Stated task: Pull out every line of the records that contains the string "pants", copying each one in full.

Records to use:
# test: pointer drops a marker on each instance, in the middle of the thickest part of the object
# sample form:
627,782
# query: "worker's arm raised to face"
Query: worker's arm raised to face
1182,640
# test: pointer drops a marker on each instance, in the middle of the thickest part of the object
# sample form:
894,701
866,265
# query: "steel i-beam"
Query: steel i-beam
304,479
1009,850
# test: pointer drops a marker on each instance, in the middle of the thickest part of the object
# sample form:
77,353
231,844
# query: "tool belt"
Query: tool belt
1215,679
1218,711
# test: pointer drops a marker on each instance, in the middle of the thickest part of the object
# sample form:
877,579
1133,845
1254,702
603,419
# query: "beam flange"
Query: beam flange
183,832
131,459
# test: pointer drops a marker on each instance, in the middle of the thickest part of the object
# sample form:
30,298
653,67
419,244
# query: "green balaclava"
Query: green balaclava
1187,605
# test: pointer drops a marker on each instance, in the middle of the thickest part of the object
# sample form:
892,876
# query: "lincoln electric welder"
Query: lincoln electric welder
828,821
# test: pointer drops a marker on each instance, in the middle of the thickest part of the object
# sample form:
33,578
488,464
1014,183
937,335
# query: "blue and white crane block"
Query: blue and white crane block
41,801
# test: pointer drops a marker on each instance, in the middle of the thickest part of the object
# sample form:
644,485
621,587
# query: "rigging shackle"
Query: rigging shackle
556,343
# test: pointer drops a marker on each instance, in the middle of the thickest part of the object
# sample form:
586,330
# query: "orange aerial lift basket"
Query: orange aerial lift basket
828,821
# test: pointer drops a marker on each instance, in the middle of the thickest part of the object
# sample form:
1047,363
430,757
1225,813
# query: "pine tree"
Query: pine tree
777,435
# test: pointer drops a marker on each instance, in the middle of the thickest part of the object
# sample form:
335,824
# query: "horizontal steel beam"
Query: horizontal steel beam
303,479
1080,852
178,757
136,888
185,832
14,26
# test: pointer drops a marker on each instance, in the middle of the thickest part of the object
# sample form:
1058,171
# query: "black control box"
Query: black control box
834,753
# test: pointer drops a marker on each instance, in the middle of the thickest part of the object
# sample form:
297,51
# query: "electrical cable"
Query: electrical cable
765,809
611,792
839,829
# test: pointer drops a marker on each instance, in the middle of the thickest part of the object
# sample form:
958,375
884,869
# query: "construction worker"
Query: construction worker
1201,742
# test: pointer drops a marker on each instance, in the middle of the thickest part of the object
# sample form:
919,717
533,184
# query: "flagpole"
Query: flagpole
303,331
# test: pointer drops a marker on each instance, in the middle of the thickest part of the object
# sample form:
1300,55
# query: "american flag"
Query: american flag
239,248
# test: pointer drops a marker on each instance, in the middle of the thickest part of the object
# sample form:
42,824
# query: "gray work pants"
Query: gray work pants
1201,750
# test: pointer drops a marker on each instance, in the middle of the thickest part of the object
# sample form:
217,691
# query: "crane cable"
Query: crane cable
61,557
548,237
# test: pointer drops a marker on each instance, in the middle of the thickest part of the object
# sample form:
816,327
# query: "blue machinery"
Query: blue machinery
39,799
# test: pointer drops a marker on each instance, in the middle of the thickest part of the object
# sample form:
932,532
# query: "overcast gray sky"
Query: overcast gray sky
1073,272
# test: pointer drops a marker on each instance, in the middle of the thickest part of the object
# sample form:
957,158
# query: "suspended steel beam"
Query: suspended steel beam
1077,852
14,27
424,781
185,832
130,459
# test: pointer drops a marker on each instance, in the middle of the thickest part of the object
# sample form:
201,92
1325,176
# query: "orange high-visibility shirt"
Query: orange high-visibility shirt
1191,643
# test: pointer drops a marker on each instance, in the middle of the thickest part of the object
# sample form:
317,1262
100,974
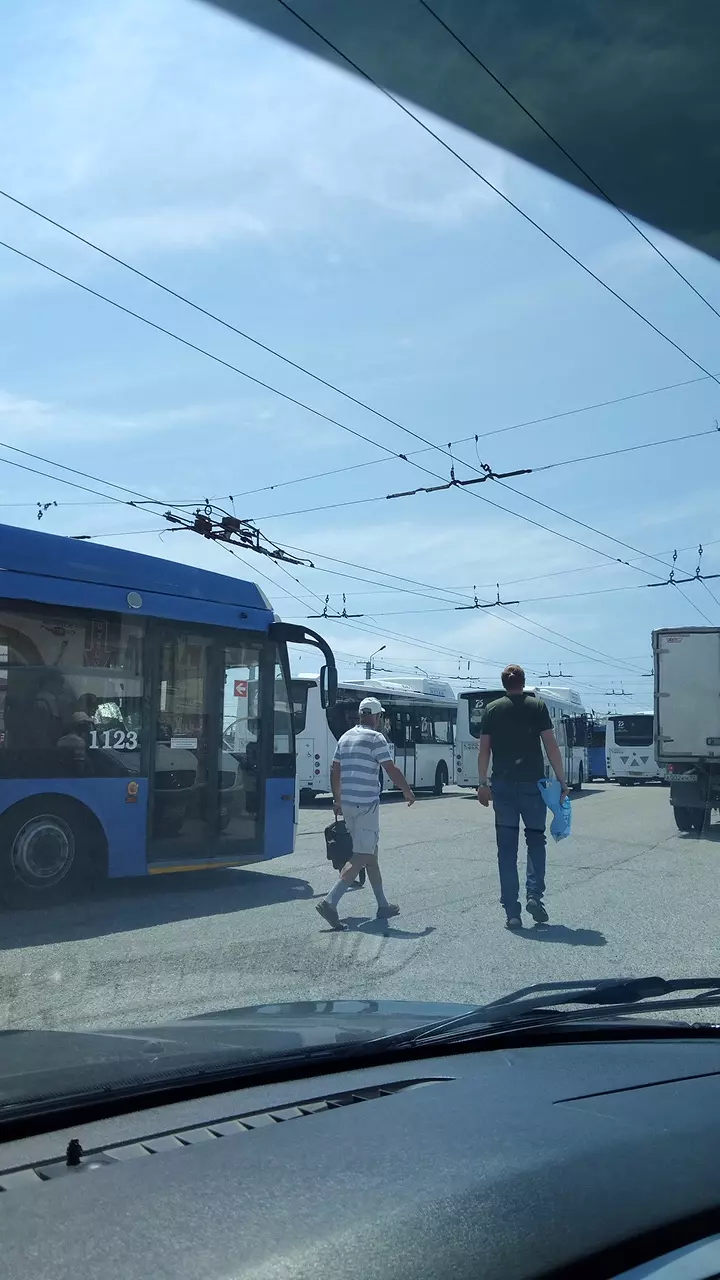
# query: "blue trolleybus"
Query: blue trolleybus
145,717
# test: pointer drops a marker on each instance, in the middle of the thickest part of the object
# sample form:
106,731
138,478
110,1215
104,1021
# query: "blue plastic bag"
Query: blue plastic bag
561,813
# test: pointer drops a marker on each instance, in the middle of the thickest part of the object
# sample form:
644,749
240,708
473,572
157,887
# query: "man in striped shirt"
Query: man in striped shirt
355,777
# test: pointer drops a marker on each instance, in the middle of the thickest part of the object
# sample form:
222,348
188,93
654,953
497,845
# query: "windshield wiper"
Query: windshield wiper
538,1005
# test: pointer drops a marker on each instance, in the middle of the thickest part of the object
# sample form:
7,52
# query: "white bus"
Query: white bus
419,725
569,722
629,749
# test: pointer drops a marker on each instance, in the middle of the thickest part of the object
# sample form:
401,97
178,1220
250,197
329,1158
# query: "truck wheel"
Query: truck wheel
46,845
683,817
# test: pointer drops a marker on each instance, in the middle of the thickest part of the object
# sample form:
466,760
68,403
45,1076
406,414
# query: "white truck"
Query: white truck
687,720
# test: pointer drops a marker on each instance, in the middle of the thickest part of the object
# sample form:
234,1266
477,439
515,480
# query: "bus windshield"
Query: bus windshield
299,691
632,730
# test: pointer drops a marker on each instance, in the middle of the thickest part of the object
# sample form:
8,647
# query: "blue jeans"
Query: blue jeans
511,801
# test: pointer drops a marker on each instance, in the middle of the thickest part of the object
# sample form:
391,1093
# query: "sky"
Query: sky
304,208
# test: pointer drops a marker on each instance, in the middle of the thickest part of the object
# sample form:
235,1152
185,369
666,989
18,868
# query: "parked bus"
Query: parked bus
418,722
569,721
145,717
597,759
630,749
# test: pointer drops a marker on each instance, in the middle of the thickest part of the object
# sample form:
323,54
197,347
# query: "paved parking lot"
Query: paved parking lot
627,894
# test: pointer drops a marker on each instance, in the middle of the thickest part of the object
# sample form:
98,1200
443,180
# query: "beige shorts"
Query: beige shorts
364,826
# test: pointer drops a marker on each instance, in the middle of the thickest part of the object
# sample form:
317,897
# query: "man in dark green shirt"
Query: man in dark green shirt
514,730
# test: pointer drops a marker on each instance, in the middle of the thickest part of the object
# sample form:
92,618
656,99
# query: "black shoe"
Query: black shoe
329,914
537,910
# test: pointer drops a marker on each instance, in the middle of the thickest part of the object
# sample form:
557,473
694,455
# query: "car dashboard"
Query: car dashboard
565,1159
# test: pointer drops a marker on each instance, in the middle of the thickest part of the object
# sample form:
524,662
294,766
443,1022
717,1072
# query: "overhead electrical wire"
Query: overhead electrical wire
142,498
547,466
291,398
491,186
568,155
527,216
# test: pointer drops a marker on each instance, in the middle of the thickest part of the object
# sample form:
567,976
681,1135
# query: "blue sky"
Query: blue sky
306,209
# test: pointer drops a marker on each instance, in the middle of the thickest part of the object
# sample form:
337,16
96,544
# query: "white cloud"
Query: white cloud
176,127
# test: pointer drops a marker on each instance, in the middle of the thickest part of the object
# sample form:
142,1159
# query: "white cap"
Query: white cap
370,707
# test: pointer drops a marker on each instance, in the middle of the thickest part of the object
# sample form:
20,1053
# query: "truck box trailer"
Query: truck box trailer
687,720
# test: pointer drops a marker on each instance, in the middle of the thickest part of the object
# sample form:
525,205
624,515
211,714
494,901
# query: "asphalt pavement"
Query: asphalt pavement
627,894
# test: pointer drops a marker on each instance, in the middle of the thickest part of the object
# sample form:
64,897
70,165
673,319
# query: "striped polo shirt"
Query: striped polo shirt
360,753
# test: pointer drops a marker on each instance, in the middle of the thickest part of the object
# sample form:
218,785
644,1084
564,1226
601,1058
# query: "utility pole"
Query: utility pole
369,663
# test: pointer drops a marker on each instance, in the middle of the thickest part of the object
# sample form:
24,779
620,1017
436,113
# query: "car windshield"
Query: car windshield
382,352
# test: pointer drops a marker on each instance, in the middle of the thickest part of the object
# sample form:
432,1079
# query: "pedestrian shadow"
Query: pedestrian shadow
563,933
382,928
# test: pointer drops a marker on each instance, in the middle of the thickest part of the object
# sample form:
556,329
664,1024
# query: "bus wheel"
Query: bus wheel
683,817
45,845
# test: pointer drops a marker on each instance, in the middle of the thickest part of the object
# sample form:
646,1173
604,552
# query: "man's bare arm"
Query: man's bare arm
335,786
397,776
555,758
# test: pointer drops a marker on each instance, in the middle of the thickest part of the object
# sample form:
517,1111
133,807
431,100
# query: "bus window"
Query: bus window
633,731
71,694
282,714
442,726
477,704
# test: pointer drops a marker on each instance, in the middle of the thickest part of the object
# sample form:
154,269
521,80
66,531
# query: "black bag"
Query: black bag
338,844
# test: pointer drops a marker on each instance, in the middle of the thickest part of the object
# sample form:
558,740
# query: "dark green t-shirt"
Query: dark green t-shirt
514,725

Result below:
# query: "gray work pants"
Query: gray work pants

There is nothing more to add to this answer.